▸ Extracted material:
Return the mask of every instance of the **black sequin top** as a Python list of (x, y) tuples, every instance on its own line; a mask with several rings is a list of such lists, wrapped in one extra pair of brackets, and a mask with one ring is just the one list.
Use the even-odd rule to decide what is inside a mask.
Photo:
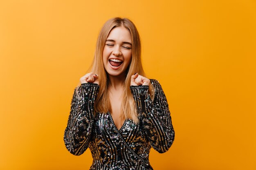
[(148, 161), (152, 147), (159, 153), (169, 149), (174, 130), (166, 97), (159, 82), (150, 79), (155, 89), (152, 102), (148, 86), (132, 86), (139, 123), (127, 119), (119, 130), (110, 113), (93, 114), (99, 86), (84, 83), (75, 90), (64, 136), (72, 154), (79, 155), (89, 148), (93, 159), (90, 170), (153, 170)]

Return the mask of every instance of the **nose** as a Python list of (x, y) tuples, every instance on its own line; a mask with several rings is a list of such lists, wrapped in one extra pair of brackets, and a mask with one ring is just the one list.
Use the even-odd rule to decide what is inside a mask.
[(118, 46), (116, 46), (113, 50), (113, 54), (116, 56), (118, 56), (122, 55), (122, 53)]

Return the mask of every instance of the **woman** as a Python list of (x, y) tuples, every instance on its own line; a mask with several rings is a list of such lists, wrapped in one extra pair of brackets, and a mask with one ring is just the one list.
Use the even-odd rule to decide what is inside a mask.
[(90, 170), (153, 170), (151, 147), (163, 153), (173, 144), (166, 97), (157, 80), (145, 77), (140, 54), (139, 33), (130, 20), (105, 23), (92, 72), (74, 90), (64, 137), (74, 155), (90, 148)]

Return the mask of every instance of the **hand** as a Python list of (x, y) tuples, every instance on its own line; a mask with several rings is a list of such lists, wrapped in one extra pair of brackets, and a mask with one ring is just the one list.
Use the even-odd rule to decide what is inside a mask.
[(131, 78), (131, 86), (149, 86), (150, 83), (149, 79), (139, 75), (136, 73), (134, 75), (132, 75)]
[(99, 75), (92, 74), (92, 72), (87, 73), (80, 78), (80, 82), (83, 83), (92, 83), (99, 84)]

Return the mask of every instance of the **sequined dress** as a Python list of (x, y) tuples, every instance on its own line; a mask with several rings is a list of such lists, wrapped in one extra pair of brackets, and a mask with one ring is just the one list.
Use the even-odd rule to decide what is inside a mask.
[(99, 85), (84, 83), (75, 88), (64, 132), (67, 150), (80, 155), (89, 148), (93, 159), (90, 170), (153, 170), (148, 161), (151, 147), (159, 153), (167, 151), (175, 132), (162, 87), (157, 80), (150, 80), (155, 91), (153, 101), (148, 86), (131, 86), (139, 123), (136, 125), (126, 119), (119, 130), (109, 112), (93, 114)]

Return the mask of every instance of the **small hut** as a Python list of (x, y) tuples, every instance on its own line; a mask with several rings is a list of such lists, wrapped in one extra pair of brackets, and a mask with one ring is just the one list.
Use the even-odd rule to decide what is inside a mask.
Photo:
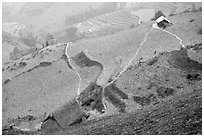
[(167, 18), (165, 18), (164, 16), (160, 16), (156, 20), (156, 22), (157, 22), (157, 26), (160, 27), (160, 28), (163, 28), (163, 29), (165, 29), (167, 26), (172, 25), (172, 23)]

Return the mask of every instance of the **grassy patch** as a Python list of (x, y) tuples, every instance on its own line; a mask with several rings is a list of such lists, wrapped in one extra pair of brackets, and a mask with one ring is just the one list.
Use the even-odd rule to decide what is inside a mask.
[(124, 93), (122, 90), (120, 90), (115, 83), (111, 84), (111, 88), (112, 90), (114, 90), (114, 92), (119, 95), (122, 99), (128, 99), (128, 95), (126, 93)]
[(158, 57), (154, 57), (147, 62), (147, 65), (152, 66), (158, 61)]
[(148, 106), (151, 104), (151, 100), (148, 97), (133, 96), (133, 100), (141, 106)]
[(105, 88), (105, 97), (110, 101), (116, 108), (119, 109), (119, 112), (125, 113), (126, 105), (120, 99), (118, 99), (108, 88)]
[(173, 88), (159, 87), (156, 92), (159, 97), (165, 98), (168, 96), (173, 96), (176, 91)]

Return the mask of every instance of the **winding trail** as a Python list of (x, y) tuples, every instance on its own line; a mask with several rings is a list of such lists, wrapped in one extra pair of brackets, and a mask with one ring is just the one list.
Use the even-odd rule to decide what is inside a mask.
[[(139, 19), (139, 22), (140, 22), (140, 19)], [(128, 62), (128, 64), (124, 67), (124, 69), (117, 75), (117, 77), (115, 77), (111, 82), (109, 82), (108, 84), (106, 84), (105, 86), (103, 86), (102, 98), (104, 98), (104, 89), (105, 89), (105, 87), (107, 87), (107, 86), (111, 85), (112, 83), (114, 83), (114, 82), (127, 70), (127, 68), (130, 66), (130, 64), (132, 63), (132, 61), (137, 57), (138, 52), (139, 52), (139, 51), (141, 50), (141, 48), (143, 47), (144, 43), (145, 43), (146, 40), (147, 40), (148, 35), (153, 31), (153, 29), (159, 29), (159, 30), (161, 30), (161, 31), (163, 31), (163, 32), (166, 32), (166, 33), (168, 33), (168, 34), (174, 36), (176, 39), (179, 40), (179, 43), (181, 44), (181, 46), (182, 46), (183, 48), (185, 48), (185, 46), (184, 46), (184, 44), (183, 44), (183, 41), (182, 41), (182, 39), (181, 39), (180, 37), (178, 37), (176, 34), (173, 34), (173, 33), (169, 32), (169, 31), (167, 31), (167, 30), (161, 29), (161, 28), (157, 27), (155, 24), (153, 24), (153, 25), (152, 25), (152, 28), (145, 34), (145, 38), (144, 38), (144, 40), (141, 42), (141, 44), (140, 44), (139, 48), (137, 49), (137, 51), (136, 51), (135, 55), (133, 56), (133, 58)], [(70, 43), (71, 43), (71, 42), (70, 42)], [(71, 59), (70, 59), (70, 57), (69, 57), (69, 55), (68, 55), (68, 48), (69, 48), (69, 44), (70, 44), (70, 43), (67, 43), (66, 50), (65, 50), (65, 54), (66, 54), (66, 56), (67, 56), (67, 58), (68, 58), (68, 60), (69, 60), (69, 62), (70, 62), (70, 65), (72, 66), (72, 64), (71, 64)], [(73, 66), (72, 66), (72, 67), (73, 67)], [(81, 80), (81, 77), (80, 77), (79, 73), (77, 72), (77, 70), (76, 70), (74, 67), (73, 67), (73, 69), (74, 69), (74, 71), (76, 72), (77, 76), (79, 77), (79, 86), (78, 86), (78, 89), (77, 89), (77, 95), (79, 95), (79, 94), (80, 94), (80, 87), (81, 87), (81, 81), (82, 81), (82, 80)], [(77, 97), (76, 97), (76, 100), (77, 100)], [(77, 102), (78, 102), (78, 101), (77, 101)], [(106, 105), (105, 105), (105, 103), (104, 103), (104, 102), (102, 102), (102, 103), (103, 103), (103, 106), (104, 106), (104, 108), (105, 108), (105, 110), (106, 110)]]
[(179, 36), (177, 36), (176, 34), (173, 34), (173, 33), (169, 32), (169, 31), (167, 31), (165, 29), (161, 29), (161, 28), (157, 27), (155, 24), (153, 24), (152, 27), (155, 28), (155, 29), (159, 29), (159, 30), (161, 30), (163, 32), (166, 32), (166, 33), (176, 37), (176, 39), (179, 40), (179, 43), (182, 45), (182, 47), (185, 48), (185, 45), (183, 44), (183, 40)]
[(68, 55), (68, 48), (69, 48), (69, 44), (70, 44), (70, 43), (71, 43), (71, 42), (67, 43), (67, 46), (66, 46), (66, 49), (65, 49), (65, 55), (67, 56), (67, 59), (69, 60), (70, 65), (72, 66), (72, 68), (73, 68), (74, 71), (76, 72), (77, 76), (79, 77), (79, 85), (78, 85), (78, 88), (77, 88), (77, 95), (79, 95), (79, 94), (80, 94), (80, 87), (81, 87), (81, 77), (80, 77), (78, 71), (76, 70), (76, 68), (72, 65), (71, 59), (70, 59), (70, 57), (69, 57), (69, 55)]

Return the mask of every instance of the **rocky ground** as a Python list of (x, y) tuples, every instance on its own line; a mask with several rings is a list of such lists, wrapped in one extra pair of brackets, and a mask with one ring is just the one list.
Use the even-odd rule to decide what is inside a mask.
[(3, 134), (202, 134), (200, 15), (174, 15), (165, 30), (147, 22), (69, 48), (50, 46), (5, 64)]

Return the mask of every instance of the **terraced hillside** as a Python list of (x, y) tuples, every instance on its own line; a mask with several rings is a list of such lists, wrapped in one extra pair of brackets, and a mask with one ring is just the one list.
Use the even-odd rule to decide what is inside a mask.
[[(87, 35), (105, 35), (138, 25), (139, 19), (128, 10), (119, 10), (81, 22), (78, 32)], [(109, 32), (108, 32), (109, 30)]]
[(4, 64), (3, 134), (201, 134), (201, 15), (171, 15), (166, 29), (146, 21)]

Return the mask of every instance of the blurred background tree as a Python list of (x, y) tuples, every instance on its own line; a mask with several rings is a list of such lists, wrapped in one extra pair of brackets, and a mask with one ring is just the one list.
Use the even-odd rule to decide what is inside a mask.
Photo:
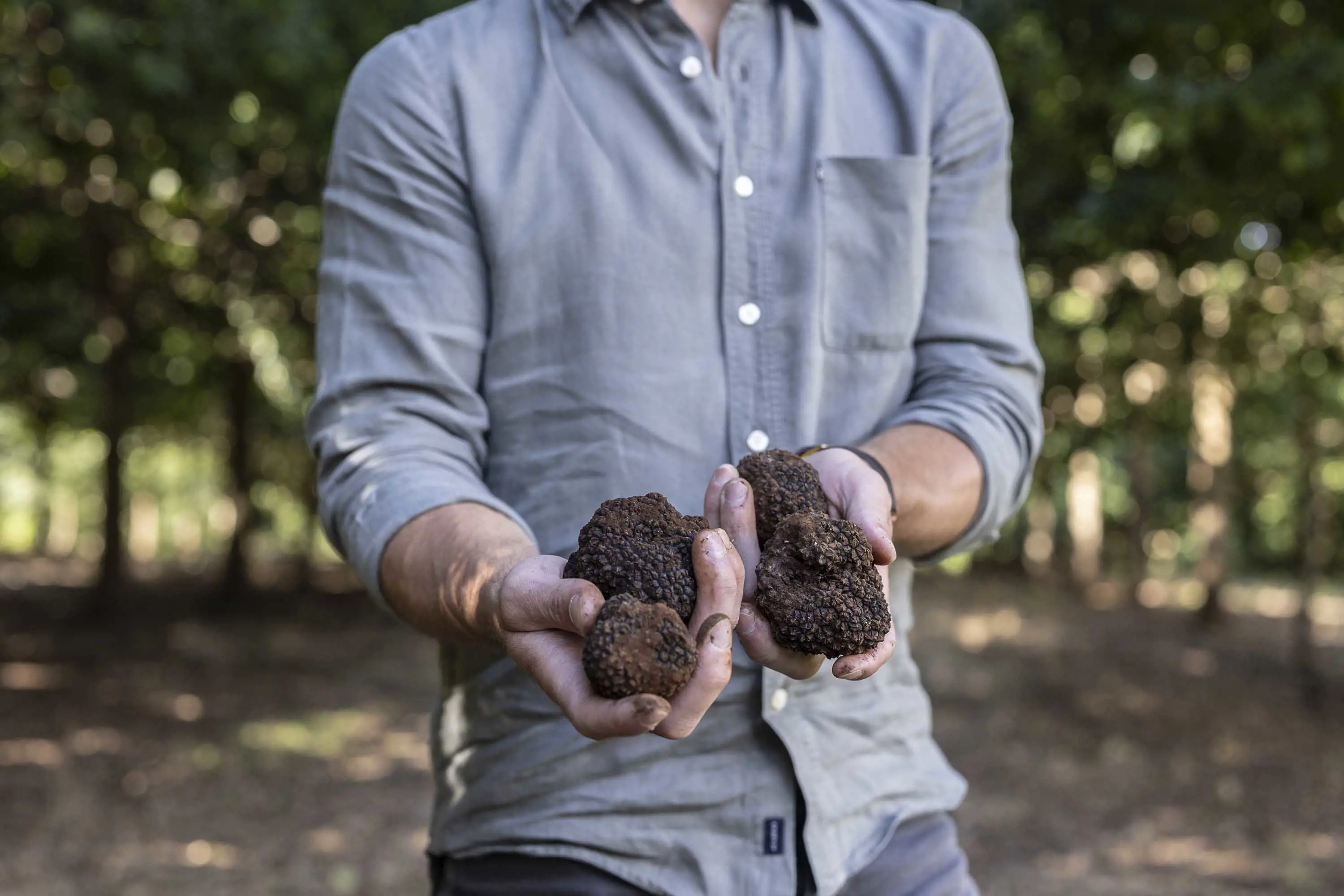
[[(323, 167), (355, 60), (448, 5), (0, 7), (0, 552), (36, 560), (0, 584), (335, 560)], [(1344, 7), (942, 5), (1003, 67), (1048, 365), (1032, 497), (974, 560), (1207, 618), (1230, 576), (1339, 574)]]

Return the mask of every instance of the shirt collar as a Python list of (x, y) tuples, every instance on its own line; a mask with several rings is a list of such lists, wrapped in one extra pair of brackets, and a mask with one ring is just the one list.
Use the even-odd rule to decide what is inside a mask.
[[(598, 0), (551, 0), (551, 5), (555, 7), (555, 11), (560, 15), (560, 19), (564, 21), (564, 30), (573, 31), (574, 23), (579, 20), (579, 16), (583, 15), (583, 11), (597, 1)], [(667, 0), (609, 0), (609, 1), (637, 3), (637, 4), (667, 3)], [(793, 11), (793, 15), (796, 15), (802, 21), (806, 21), (808, 24), (813, 26), (817, 24), (817, 13), (812, 8), (812, 4), (808, 0), (769, 0), (769, 1), (782, 3), (786, 7), (789, 7), (789, 9)]]

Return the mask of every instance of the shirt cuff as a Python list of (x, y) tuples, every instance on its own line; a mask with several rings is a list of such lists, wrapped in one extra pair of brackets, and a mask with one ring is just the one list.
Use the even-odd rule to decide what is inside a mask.
[(476, 477), (458, 478), (453, 472), (438, 466), (403, 469), (395, 476), (364, 485), (353, 501), (352, 512), (344, 514), (340, 525), (345, 559), (375, 603), (390, 609), (379, 576), (387, 543), (415, 517), (449, 504), (480, 504), (497, 510), (513, 520), (536, 543), (532, 528), (517, 510), (497, 498)]
[(980, 461), (982, 477), (980, 505), (970, 525), (950, 544), (913, 560), (919, 564), (938, 563), (996, 540), (999, 527), (1017, 510), (1028, 484), (1021, 447), (1004, 431), (999, 419), (965, 404), (953, 407), (939, 400), (914, 402), (900, 408), (891, 426), (914, 423), (943, 430), (965, 442)]

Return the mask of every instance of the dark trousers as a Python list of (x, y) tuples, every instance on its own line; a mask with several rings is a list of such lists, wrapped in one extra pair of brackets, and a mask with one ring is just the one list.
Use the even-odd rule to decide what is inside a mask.
[[(800, 877), (812, 875), (800, 868)], [(430, 857), (431, 896), (648, 896), (645, 891), (570, 858), (495, 853), (477, 858)], [(816, 889), (805, 889), (806, 896)], [(743, 893), (743, 896), (774, 896)], [(946, 814), (900, 825), (871, 865), (840, 896), (980, 896)]]

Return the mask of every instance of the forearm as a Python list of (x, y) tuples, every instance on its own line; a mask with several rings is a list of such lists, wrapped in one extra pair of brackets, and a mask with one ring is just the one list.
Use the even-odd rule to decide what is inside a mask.
[(387, 544), (383, 595), (396, 615), (431, 638), (496, 645), (500, 582), (535, 553), (528, 535), (503, 513), (469, 502), (434, 508)]
[(868, 441), (896, 496), (896, 553), (921, 557), (952, 544), (980, 506), (984, 470), (956, 435), (919, 423), (895, 426)]

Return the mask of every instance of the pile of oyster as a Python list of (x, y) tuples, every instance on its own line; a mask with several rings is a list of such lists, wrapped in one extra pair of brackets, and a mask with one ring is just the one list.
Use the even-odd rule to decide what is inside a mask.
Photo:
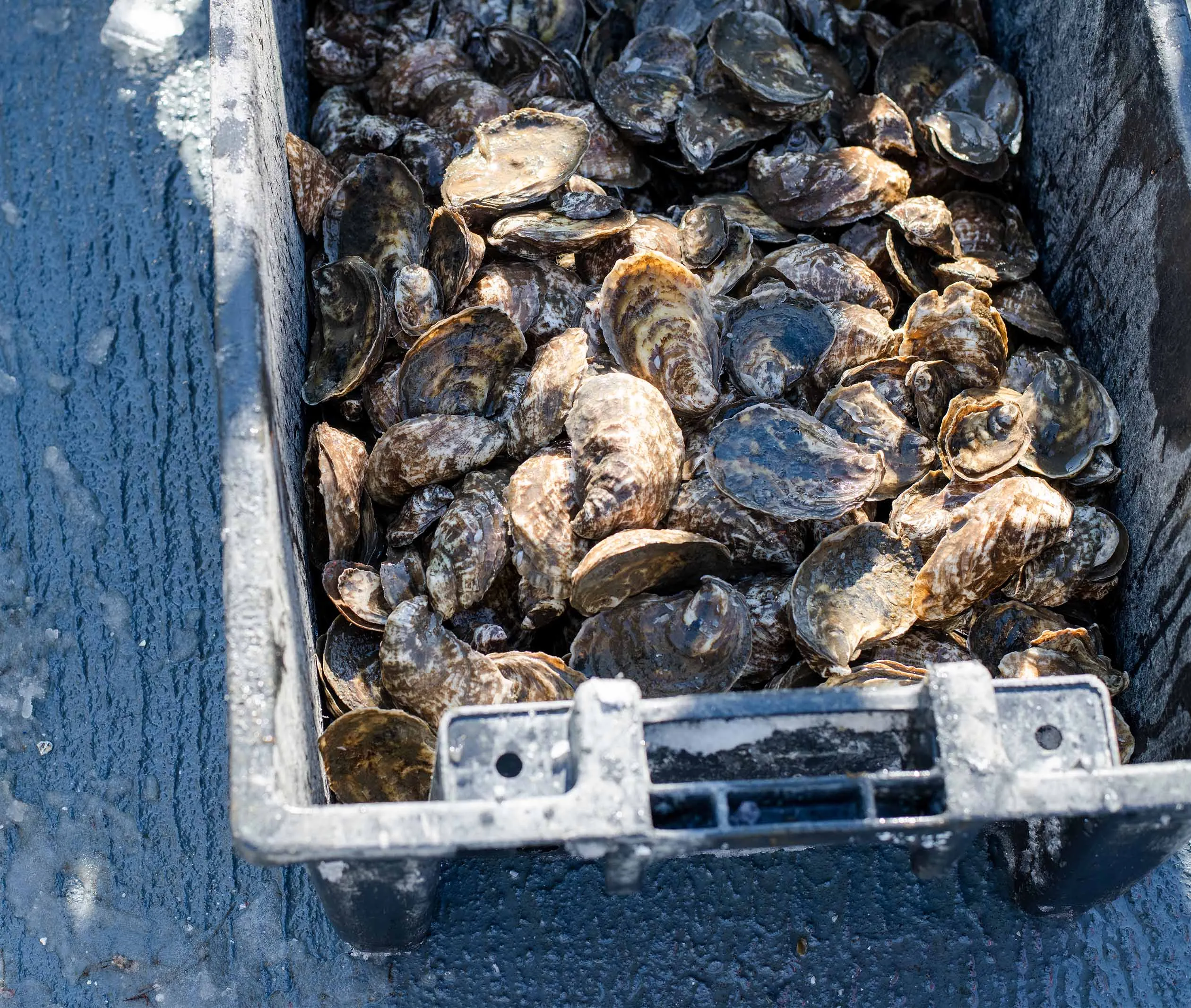
[(323, 0), (307, 46), (341, 799), (591, 676), (1125, 686), (1120, 419), (1031, 279), (979, 4)]

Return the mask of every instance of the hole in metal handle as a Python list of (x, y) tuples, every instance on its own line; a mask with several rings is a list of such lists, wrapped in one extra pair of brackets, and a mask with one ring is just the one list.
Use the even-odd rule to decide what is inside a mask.
[(497, 773), (501, 777), (516, 777), (520, 773), (520, 757), (517, 753), (505, 753), (497, 758)]
[(1043, 749), (1056, 749), (1062, 745), (1062, 732), (1054, 727), (1054, 724), (1043, 724), (1034, 733), (1034, 740)]

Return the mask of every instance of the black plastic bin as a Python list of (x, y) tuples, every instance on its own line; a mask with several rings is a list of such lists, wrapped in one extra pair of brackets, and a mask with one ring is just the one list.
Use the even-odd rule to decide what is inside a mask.
[[(1120, 766), (1089, 678), (642, 701), (623, 680), (574, 703), (453, 711), (435, 799), (330, 804), (301, 533), (303, 242), (283, 137), (306, 125), (300, 4), (211, 5), (216, 324), (231, 821), (245, 857), (304, 861), (360, 948), (417, 941), (439, 859), (559, 847), (631, 890), (650, 860), (844, 841), (947, 870), (993, 828), (1017, 898), (1106, 900), (1191, 835), (1191, 54), (1176, 0), (996, 0), (1027, 98), (1021, 155), (1042, 280), (1117, 403), (1129, 529), (1112, 627), (1137, 740)], [(1046, 730), (1041, 730), (1046, 729)], [(1054, 729), (1058, 729), (1055, 732)], [(846, 736), (847, 766), (816, 751)], [(1059, 740), (1058, 742), (1055, 740)], [(499, 774), (513, 752), (522, 770)], [(830, 770), (824, 774), (824, 770)], [(731, 779), (725, 779), (731, 778)]]

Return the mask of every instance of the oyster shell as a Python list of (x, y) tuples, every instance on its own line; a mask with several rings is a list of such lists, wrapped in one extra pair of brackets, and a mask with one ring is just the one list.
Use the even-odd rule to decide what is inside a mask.
[(323, 212), (323, 251), (332, 262), (357, 255), (386, 285), (418, 266), (430, 213), (422, 187), (397, 157), (369, 154), (336, 186)]
[(343, 175), (323, 151), (293, 133), (286, 133), (286, 161), (298, 224), (313, 237), (323, 226), (323, 207)]
[(760, 11), (728, 11), (707, 31), (719, 66), (753, 107), (781, 122), (810, 122), (827, 112), (831, 92), (816, 81), (785, 25)]
[(897, 206), (910, 192), (906, 170), (867, 147), (777, 157), (757, 153), (748, 175), (749, 193), (791, 228), (852, 224)]
[(1043, 350), (1040, 371), (1022, 393), (1031, 438), (1022, 467), (1050, 478), (1075, 475), (1096, 449), (1121, 435), (1121, 417), (1090, 371)]
[(968, 387), (996, 387), (1005, 373), (1009, 337), (992, 299), (971, 284), (930, 291), (910, 305), (899, 353), (955, 366)]
[(1010, 477), (958, 512), (915, 579), (919, 620), (946, 620), (1000, 587), (1071, 525), (1072, 506), (1035, 477)]
[(871, 381), (836, 386), (819, 403), (815, 418), (866, 452), (880, 454), (884, 475), (871, 491), (872, 499), (896, 497), (935, 463), (930, 440), (911, 428)]
[(516, 703), (519, 691), (491, 658), (443, 626), (425, 596), (403, 602), (388, 614), (380, 670), (393, 701), (434, 730), (453, 707)]
[(544, 343), (534, 360), (525, 392), (506, 424), (506, 450), (523, 459), (560, 434), (587, 369), (587, 334), (568, 329)]
[(394, 508), (419, 486), (486, 466), (504, 447), (504, 431), (482, 417), (429, 413), (401, 421), (373, 446), (364, 485), (375, 503)]
[[(347, 431), (317, 423), (306, 447), (306, 503), (312, 529), (325, 529), (328, 556), (347, 560), (360, 539), (368, 449)], [(322, 550), (314, 550), (319, 555)]]
[(632, 679), (646, 697), (728, 690), (748, 664), (753, 628), (736, 589), (638, 595), (584, 621), (570, 664), (587, 677)]
[(1009, 472), (1029, 444), (1019, 397), (1010, 388), (968, 388), (952, 399), (939, 428), (943, 472), (971, 483)]
[(401, 416), (486, 413), (524, 355), (525, 337), (500, 309), (464, 309), (444, 318), (401, 361)]
[(317, 321), (311, 330), (303, 402), (345, 396), (380, 363), (389, 313), (380, 278), (358, 256), (311, 273)]
[(803, 559), (802, 525), (741, 506), (706, 475), (682, 484), (666, 516), (666, 527), (722, 542), (732, 565), (741, 570), (774, 566), (792, 572)]
[(673, 529), (626, 529), (600, 540), (575, 567), (570, 604), (593, 616), (629, 596), (680, 587), (728, 568), (728, 549), (715, 540)]
[(880, 522), (829, 535), (790, 586), (790, 623), (799, 646), (846, 666), (866, 645), (904, 634), (916, 618), (911, 592), (919, 565), (913, 547)]
[(430, 218), (426, 266), (438, 278), (442, 306), (450, 310), (484, 262), (484, 238), (473, 235), (463, 214), (439, 206)]
[(575, 533), (594, 540), (625, 528), (656, 528), (682, 465), (682, 434), (661, 393), (629, 374), (588, 378), (566, 428), (581, 487)]
[(328, 783), (341, 802), (424, 802), (435, 769), (435, 735), (404, 710), (366, 707), (319, 736)]
[(835, 322), (815, 298), (786, 287), (759, 287), (724, 315), (728, 372), (747, 394), (777, 399), (830, 348)]
[(884, 157), (891, 150), (913, 157), (910, 117), (887, 94), (858, 94), (843, 110), (843, 139), (872, 148)]
[(447, 166), (443, 204), (469, 212), (506, 213), (559, 188), (587, 153), (582, 119), (518, 108), (475, 129), (475, 147)]
[(790, 522), (859, 506), (884, 466), (802, 410), (762, 403), (712, 429), (707, 473), (738, 504)]
[(679, 416), (719, 399), (719, 332), (707, 293), (682, 263), (638, 253), (604, 278), (600, 331), (623, 368), (656, 386)]

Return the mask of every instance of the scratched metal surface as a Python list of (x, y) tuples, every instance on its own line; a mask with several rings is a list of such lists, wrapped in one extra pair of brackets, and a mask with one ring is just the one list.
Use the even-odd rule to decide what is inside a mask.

▸ Exercise directions: Rewrite the data starting at the line containing "Return the mask of every instance of the **hand**" and ending at the line containing "25), (172, 23)]", keeping the requests and shifting every coordinate in the answers by adding 24. Leave the pictures out.

▸ Task response:
Return the mask of every instance of the **hand** as a Python list of (x, y) tuples, every instance on its own line; a mask with several rings is a list of such lists, wrapped in one extra pair of brackets, and a mask with one ring is just the one list.
Use the even-odd rule to decide what is inside a mask.
[(155, 102), (155, 110), (173, 110), (174, 107), (173, 103), (163, 99), (160, 97), (158, 99), (156, 99)]
[(123, 99), (116, 98), (116, 96), (111, 97), (104, 102), (104, 106), (107, 107), (116, 107), (123, 108)]

Return the mask of every instance of the **sequined dress** as a Python list of (x, y) tuples, every instance on its own line; a mask with several rings is a list of such lists, wrapped in one extra pair of brackets, and a mask with one ring is just the one list.
Use the even-odd rule to decide what is inside a mask.
[(123, 109), (108, 107), (99, 112), (88, 156), (91, 174), (104, 179), (113, 172), (117, 183), (114, 194), (177, 194), (172, 185), (175, 171), (183, 177), (191, 175), (199, 156), (186, 111), (181, 104), (174, 104), (179, 115), (177, 125), (172, 110), (155, 110), (163, 147), (160, 149), (150, 143), (143, 154), (133, 136), (117, 138)]

Return the mask of every instance of the **small hut** as a Python list of (x, y) tuples, every instance on its own line; a mask with several rings is a list of such lists, wrapped in one extra pair of brackets, and a mask with one ring is just the one list.
Use the even-odd rule to decide what is inside a mask.
Photo:
[(191, 42), (189, 42), (188, 40), (184, 40), (180, 44), (180, 46), (181, 46), (181, 50), (184, 51), (184, 52), (187, 52), (187, 53), (189, 53), (191, 50), (196, 49), (196, 47)]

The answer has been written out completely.